> Short exercise 1: Rewrite the rows starting at the line that contains "the woman's neck?" and ending at the line that contains "[219,189,245,234]", with "capture" replaced by "image" and everything else unchanged. Omit the pictures from your answer.

> Document extract:
= = = = =

Performing SQL, Hive and Impala queries#

For usage information and examples, see Performing SQL, Hive and Impala queries

class dataiku.SQLExecutor2(connection=None, dataset=None)#

This is a handle to execute SQL statements on a given SQL connection.

The connection is derived from either the connection parameter or the dataset parameter.

Parameters:
  • connection (string) – name of the SQL connection

  • dataset – name of a dataset or a dataiku.Dataset object.

static exec_recipe_fragment(output_dataset, query, pre_queries=[], post_queries=[], overwrite_output_schema=True, drop_partitioned_on_schema_mismatch=False)#

Executes a SQL query and store the results to the output_dataset after dropping its underlying table.

Parameters:
  • output_dataset (object) – dataiku.Dataset output dataset where to write the result of the query.

  • query (str) – SQL main query

  • pre_queries (list) – list of queries to be executed before the main query

  • post_queries (list) – list of queries to be executed after the main query

  • overwrite_output_schema (bool) – if True, generates the output schema from the query results. If False, maintains the existing output schema

  • drop_partitioned_on_schema_mismatch (bool) – for partitioned output datasets. If True, drops all partitions whose schema is inconsistent with that of the dataset. Only relevant when overwrite_output_schema=True

Returns:

None

query_to_df(query, pre_queries=None, post_queries=None, extra_conf={}, infer_from_schema=False, parse_dates=True, bool_as_str=False, dtypes=None, script_steps=None, script_input_schema=None, script_output_schema=None, **kwargs)#

This function returns the result of the main query as a pandas dataframe.

= = = = =

> Extracted information:
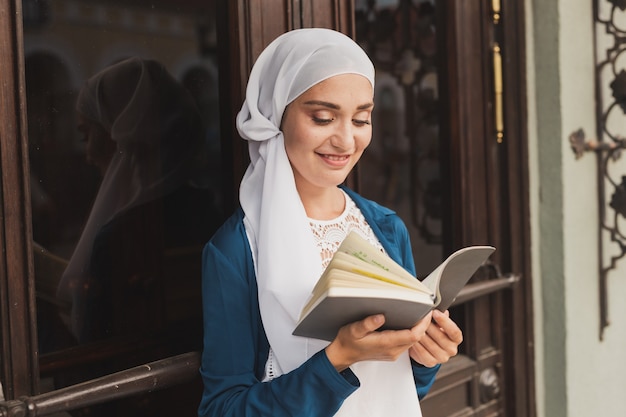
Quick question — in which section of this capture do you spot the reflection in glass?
[23,0,223,416]
[356,0,443,276]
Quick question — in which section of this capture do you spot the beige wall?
[526,0,626,417]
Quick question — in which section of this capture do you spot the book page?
[331,232,434,297]
[422,246,496,311]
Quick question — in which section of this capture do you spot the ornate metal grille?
[569,0,626,340]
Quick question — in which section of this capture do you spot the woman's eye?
[352,119,372,126]
[313,116,335,125]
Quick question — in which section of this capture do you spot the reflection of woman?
[57,58,215,341]
[199,29,462,417]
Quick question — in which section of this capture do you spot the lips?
[321,154,350,162]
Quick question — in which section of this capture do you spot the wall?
[526,0,626,417]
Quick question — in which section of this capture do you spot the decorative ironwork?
[569,0,626,340]
[356,0,442,244]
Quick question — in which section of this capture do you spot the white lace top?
[264,191,385,381]
[309,191,384,268]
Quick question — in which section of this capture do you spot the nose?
[330,120,354,151]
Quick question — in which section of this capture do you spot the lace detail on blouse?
[263,190,385,381]
[309,190,385,268]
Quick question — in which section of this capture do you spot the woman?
[199,29,462,417]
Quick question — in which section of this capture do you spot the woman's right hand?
[326,312,432,372]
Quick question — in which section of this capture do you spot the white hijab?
[237,29,419,416]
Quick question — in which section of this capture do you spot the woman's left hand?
[409,310,463,368]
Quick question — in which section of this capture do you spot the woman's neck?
[298,187,346,220]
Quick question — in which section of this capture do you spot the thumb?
[354,314,385,337]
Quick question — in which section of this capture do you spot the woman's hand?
[409,310,463,368]
[326,313,432,372]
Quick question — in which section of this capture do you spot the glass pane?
[23,0,224,416]
[356,0,443,277]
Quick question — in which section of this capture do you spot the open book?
[293,232,495,340]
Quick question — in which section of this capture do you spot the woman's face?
[281,74,374,193]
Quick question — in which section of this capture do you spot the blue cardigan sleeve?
[198,213,358,417]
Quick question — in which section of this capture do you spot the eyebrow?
[303,100,374,110]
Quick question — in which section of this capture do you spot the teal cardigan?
[198,188,439,417]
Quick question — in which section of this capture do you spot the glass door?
[22,0,225,416]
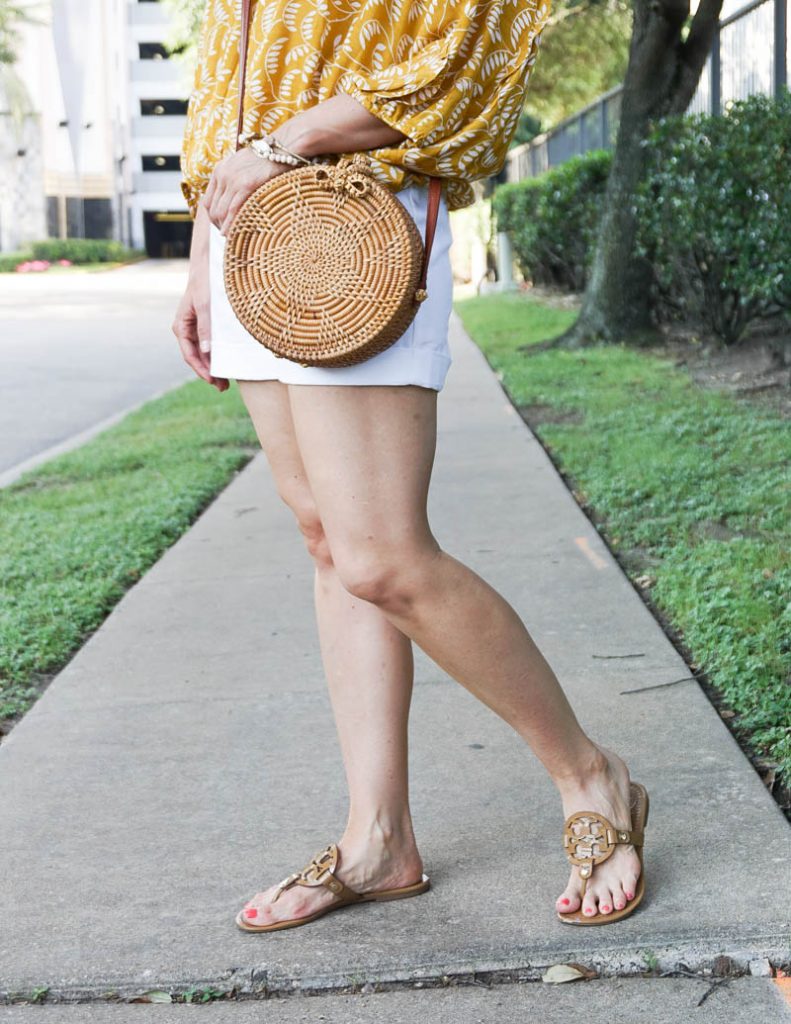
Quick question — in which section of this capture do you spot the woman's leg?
[239,381,423,924]
[289,385,639,914]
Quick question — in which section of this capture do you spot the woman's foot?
[555,743,640,918]
[242,830,423,925]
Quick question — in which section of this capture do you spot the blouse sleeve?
[338,0,550,180]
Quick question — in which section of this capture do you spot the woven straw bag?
[223,0,441,367]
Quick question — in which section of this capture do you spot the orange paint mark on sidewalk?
[774,971,791,1007]
[574,537,607,569]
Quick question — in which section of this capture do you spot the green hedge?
[31,239,141,263]
[492,89,791,343]
[0,252,33,273]
[492,150,613,292]
[637,89,791,343]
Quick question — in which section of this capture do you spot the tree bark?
[541,0,722,348]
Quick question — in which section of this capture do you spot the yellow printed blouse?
[181,0,550,216]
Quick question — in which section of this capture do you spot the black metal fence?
[505,0,791,181]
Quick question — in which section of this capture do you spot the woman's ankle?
[340,812,424,852]
[552,740,612,797]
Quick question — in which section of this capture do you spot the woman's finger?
[209,187,230,228]
[219,189,245,234]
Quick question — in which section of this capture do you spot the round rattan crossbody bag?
[223,0,441,367]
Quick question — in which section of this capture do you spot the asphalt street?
[0,260,193,475]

= = = = =

> Short exercise 2: Transcribe the entire reference on performing SQL, Hive and Impala queries word for word.

> Complete output 1:
Quick question — in which section of this image do you spot the woman's neck?
[298,187,346,220]
Quick question — in which section of this image do you spot the thumb?
[354,314,385,337]
Quick question — in which section of this image do you spot the woman's hand?
[409,310,463,368]
[326,313,432,372]
Quick question — in which section of this image do you spot the glass pane?
[23,0,224,416]
[356,0,443,277]
Quick question — in which section of this image do you spot the open book?
[293,232,495,340]
Quick question — in which section of this image do you spot the woman's face?
[281,74,374,193]
Quick question — in which section of this image do you spot the blue cardigan sleeve?
[198,213,358,417]
Quick question — in which section of this image do you spot the eyebrow?
[303,100,374,110]
Quick question — in which section of this image do you spot the teal cardigan?
[198,188,439,417]
Quick question — in which section of this image do you spot the glass door?
[22,0,225,416]
Quick question — in which section of this image do you spot the woman's leg?
[239,381,423,924]
[289,385,639,914]
Quick question — in which section of this image do you spot the woman's foot?
[555,743,640,918]
[242,830,423,925]
Quick question — in which section of this image do you spot the blouse sleeve?
[338,0,550,180]
Quick question — in which section of this image do you spot the woven straw bag?
[223,0,441,367]
Quick question — in which section of this image do you spot the orange paint mark on sidewalk?
[774,971,791,1007]
[574,537,607,569]
Quick question — in which section of this image do you spot the green hedge?
[31,239,141,263]
[492,89,791,343]
[0,252,33,273]
[492,150,613,292]
[637,89,791,343]
Quick question — in which section of this image do you spot the tree bark?
[541,0,722,348]
Quick question — in which section of this image do you spot the yellow printed blouse?
[181,0,550,216]
Quick question — in which section of this image do you spot the black metal fence?
[505,0,791,181]
Quick question — in which section of this image do you spot the woman's ankle?
[340,812,424,852]
[552,740,612,797]
Quick question — in which section of this image do you spot the woman's finger?
[209,187,230,228]
[219,189,245,234]

> Complete output 2:
Performing SQL, Hive and Impala queries#

For usage information and examples, see Performing SQL, Hive and Impala queries

class dataiku.SQLExecutor2(connection=None, dataset=None)#

This is a handle to execute SQL statements on a given SQL connection.

The connection is derived from either the connection parameter or the dataset parameter.

Parameters:
  • connection (string) – name of the SQL connection

  • dataset – name of a dataset or a dataiku.Dataset object.

static exec_recipe_fragment(output_dataset, query, pre_queries=[], post_queries=[], overwrite_output_schema=True, drop_partitioned_on_schema_mismatch=False)#

Executes a SQL query and store the results to the output_dataset after dropping its underlying table.

Parameters:
  • output_dataset (object) – dataiku.Dataset output dataset where to write the result of the query.

  • query (str) – SQL main query

  • pre_queries (list) – list of queries to be executed before the main query

  • post_queries (list) – list of queries to be executed after the main query

  • overwrite_output_schema (bool) – if True, generates the output schema from the query results. If False, maintains the existing output schema

  • drop_partitioned_on_schema_mismatch (bool) – for partitioned output datasets. If True, drops all partitions whose schema is inconsistent with that of the dataset. Only relevant when overwrite_output_schema=True

Returns:

None

query_to_df(query, pre_queries=None, post_queries=None, extra_conf={}, infer_from_schema=False, parse_dates=True, bool_as_str=False, dtypes=None, script_steps=None, script_input_schema=None, script_output_schema=None, **kwargs)#

This function returns the result of the main query as a pandas dataframe.